YOUR INSTRUCTIONS
Which lines in the data below contain the word "bush"? Copy each of them.

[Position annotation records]
===

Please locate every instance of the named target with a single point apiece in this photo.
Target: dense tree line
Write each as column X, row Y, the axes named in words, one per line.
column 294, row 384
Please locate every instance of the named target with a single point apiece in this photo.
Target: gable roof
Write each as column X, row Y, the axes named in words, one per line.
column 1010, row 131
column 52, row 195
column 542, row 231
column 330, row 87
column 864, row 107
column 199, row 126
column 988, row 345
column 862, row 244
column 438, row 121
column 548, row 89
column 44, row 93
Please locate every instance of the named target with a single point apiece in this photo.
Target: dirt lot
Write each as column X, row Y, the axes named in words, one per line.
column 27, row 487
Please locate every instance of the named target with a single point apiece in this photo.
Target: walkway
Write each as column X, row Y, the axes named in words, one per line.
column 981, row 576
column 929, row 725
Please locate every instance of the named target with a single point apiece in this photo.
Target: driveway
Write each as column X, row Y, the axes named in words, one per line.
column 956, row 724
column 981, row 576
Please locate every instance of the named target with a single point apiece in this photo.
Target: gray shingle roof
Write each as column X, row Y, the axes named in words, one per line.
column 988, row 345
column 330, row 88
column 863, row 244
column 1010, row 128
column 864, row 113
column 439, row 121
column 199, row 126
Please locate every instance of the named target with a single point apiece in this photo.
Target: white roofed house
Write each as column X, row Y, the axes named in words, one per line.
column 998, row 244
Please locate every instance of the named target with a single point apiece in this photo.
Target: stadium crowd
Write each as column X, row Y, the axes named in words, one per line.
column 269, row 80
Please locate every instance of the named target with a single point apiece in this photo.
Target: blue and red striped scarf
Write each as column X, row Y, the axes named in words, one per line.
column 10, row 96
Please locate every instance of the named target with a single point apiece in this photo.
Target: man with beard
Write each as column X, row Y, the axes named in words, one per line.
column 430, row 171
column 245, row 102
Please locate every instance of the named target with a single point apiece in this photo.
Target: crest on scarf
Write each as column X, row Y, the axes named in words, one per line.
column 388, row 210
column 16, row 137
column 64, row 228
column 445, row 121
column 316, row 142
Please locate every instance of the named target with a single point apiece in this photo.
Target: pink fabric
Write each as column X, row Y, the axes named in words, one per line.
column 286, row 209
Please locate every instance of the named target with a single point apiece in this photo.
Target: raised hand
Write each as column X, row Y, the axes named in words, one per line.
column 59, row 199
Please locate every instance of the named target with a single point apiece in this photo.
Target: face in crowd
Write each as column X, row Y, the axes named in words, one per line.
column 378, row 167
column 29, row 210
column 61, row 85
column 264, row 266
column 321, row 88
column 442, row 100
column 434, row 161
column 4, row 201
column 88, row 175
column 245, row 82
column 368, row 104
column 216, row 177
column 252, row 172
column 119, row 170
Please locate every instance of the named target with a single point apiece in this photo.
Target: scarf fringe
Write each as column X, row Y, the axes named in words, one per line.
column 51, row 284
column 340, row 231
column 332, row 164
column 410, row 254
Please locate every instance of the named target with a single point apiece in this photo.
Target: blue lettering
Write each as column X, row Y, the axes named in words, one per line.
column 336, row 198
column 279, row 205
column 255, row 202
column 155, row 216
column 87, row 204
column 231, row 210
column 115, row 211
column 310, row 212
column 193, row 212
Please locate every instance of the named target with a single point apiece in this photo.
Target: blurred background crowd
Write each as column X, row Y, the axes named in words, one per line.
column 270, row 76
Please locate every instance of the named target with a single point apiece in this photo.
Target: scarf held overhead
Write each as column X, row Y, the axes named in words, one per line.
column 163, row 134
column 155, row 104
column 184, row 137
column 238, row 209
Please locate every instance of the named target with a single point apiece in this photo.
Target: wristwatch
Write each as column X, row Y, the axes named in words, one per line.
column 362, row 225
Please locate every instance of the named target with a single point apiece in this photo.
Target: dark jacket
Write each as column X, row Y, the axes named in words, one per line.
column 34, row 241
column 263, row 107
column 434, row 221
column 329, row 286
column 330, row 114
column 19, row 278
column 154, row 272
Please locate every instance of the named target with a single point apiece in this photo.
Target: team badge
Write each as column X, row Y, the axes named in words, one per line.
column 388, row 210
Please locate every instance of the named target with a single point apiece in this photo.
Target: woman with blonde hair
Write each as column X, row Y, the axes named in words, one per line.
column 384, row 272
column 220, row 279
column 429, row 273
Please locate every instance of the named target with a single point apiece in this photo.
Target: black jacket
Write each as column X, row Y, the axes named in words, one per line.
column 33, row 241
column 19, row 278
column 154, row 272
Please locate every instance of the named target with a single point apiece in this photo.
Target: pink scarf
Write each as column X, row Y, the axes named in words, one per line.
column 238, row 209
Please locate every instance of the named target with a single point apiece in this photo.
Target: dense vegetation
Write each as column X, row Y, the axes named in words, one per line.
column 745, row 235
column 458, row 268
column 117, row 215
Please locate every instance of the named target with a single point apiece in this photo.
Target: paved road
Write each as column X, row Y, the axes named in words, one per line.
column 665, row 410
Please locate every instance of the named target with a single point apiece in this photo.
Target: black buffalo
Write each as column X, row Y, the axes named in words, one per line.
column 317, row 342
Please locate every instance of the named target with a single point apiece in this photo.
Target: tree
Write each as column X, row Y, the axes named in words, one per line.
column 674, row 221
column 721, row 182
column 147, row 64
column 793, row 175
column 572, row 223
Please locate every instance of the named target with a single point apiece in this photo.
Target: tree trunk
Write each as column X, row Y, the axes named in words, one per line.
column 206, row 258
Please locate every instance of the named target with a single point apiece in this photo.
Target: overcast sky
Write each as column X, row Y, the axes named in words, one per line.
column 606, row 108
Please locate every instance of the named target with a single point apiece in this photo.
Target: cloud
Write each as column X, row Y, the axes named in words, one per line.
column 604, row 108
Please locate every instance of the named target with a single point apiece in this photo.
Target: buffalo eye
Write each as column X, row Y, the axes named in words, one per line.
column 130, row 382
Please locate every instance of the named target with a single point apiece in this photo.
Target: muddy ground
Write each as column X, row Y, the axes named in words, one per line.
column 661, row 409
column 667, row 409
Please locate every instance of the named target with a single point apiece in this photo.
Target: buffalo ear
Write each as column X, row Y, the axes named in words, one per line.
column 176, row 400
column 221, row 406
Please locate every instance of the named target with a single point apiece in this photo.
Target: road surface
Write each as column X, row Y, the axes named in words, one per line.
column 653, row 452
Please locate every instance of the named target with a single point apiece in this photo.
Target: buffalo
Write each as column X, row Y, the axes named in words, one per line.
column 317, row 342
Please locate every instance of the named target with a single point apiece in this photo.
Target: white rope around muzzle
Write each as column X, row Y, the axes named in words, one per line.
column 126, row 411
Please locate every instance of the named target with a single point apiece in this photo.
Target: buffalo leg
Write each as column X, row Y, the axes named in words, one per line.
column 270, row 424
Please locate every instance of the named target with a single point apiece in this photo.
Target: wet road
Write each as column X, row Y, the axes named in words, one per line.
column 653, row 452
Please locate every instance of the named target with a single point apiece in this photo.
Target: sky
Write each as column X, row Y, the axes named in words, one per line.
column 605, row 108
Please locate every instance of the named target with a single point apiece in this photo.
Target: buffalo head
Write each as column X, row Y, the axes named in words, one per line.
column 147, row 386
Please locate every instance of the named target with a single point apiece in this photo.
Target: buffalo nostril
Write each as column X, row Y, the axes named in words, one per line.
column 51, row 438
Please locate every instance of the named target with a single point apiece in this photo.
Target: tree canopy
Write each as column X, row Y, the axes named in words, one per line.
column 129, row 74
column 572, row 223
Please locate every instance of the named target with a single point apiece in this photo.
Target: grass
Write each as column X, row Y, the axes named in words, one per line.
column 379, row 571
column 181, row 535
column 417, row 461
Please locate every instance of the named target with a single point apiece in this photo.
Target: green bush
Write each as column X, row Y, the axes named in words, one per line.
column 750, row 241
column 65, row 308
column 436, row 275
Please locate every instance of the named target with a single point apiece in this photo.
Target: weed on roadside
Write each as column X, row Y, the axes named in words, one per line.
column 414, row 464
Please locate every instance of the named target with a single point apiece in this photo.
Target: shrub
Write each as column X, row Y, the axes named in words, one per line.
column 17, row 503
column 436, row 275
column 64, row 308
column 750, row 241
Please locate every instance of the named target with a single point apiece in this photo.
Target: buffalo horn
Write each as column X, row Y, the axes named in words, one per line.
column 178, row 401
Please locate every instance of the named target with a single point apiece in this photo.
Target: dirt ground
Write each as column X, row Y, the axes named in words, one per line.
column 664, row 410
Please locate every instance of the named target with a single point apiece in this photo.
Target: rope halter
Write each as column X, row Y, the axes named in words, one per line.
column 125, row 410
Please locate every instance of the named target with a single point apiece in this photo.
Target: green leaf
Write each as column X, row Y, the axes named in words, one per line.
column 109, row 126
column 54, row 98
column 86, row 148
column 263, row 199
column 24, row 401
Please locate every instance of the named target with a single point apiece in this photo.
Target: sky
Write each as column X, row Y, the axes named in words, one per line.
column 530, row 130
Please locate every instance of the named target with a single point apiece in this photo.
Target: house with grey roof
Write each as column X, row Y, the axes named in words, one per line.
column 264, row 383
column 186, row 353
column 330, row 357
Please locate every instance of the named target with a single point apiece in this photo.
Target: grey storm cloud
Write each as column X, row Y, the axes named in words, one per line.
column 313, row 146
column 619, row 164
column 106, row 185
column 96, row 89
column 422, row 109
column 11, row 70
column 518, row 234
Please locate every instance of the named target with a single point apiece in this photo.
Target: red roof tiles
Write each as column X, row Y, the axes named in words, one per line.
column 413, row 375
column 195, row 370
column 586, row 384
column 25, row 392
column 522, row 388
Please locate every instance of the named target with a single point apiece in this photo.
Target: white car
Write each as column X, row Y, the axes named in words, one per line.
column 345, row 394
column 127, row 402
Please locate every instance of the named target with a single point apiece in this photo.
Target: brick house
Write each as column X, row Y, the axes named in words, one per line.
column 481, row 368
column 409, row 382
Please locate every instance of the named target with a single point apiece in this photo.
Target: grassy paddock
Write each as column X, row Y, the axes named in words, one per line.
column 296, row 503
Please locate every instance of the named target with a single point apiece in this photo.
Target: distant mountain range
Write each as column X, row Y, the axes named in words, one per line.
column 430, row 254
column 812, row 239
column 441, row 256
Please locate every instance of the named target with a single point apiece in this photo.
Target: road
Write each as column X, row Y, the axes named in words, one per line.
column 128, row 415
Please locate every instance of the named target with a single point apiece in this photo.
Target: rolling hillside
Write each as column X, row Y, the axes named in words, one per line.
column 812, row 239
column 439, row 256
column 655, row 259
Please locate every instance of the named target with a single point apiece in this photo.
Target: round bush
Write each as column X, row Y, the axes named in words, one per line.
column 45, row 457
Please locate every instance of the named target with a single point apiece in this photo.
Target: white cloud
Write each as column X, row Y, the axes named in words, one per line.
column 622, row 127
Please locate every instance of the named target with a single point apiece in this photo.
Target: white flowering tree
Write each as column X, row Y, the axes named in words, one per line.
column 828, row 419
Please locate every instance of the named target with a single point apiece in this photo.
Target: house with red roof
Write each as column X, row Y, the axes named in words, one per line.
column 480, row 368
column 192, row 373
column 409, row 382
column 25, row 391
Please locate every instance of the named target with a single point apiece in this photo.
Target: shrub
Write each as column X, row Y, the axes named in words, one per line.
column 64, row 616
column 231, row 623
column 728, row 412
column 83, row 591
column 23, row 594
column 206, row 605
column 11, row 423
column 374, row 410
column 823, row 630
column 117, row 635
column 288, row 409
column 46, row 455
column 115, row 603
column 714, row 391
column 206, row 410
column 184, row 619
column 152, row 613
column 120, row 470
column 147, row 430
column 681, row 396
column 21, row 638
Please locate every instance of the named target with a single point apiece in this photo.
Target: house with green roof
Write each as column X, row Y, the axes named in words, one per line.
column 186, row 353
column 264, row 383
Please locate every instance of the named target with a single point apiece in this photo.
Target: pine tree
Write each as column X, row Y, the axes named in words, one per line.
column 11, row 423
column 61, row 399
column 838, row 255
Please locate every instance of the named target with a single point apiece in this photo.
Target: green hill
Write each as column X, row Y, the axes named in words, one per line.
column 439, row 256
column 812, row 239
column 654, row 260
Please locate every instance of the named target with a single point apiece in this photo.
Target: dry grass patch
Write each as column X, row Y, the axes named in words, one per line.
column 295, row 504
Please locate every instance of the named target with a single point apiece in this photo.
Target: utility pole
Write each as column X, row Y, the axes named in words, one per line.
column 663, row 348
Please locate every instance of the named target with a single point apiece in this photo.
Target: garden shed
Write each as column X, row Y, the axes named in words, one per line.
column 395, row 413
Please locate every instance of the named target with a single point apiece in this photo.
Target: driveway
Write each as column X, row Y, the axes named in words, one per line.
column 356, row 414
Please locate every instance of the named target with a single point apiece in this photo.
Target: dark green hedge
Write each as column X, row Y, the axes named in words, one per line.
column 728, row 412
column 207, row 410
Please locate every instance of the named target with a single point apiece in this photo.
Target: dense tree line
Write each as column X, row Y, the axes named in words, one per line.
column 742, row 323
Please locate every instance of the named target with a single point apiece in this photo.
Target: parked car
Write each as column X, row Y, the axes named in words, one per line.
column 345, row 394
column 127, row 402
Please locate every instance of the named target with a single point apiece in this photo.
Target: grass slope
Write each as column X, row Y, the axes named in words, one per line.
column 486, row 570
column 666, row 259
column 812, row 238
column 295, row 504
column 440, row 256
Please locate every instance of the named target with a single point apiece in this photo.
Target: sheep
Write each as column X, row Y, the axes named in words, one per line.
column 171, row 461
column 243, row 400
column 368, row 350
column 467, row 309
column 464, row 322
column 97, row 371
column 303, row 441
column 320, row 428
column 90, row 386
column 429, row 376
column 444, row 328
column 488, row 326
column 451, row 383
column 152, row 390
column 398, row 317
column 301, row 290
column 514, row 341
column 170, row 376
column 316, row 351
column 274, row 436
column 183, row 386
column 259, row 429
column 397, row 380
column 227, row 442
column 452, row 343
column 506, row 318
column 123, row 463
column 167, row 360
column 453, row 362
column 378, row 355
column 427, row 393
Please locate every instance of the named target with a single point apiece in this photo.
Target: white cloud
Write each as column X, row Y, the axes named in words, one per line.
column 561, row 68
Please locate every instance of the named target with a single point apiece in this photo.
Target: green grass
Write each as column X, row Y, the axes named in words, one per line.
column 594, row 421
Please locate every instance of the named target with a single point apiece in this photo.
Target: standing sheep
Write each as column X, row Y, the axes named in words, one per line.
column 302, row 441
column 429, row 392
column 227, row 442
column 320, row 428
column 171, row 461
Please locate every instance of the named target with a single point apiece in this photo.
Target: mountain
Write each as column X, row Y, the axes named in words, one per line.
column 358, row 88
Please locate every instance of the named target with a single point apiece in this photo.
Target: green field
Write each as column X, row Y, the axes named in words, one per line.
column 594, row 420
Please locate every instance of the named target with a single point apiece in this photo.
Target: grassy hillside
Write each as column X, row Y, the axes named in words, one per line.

===

SOLUTION TO THE PROBLEM
Target: green bush
Target: round bush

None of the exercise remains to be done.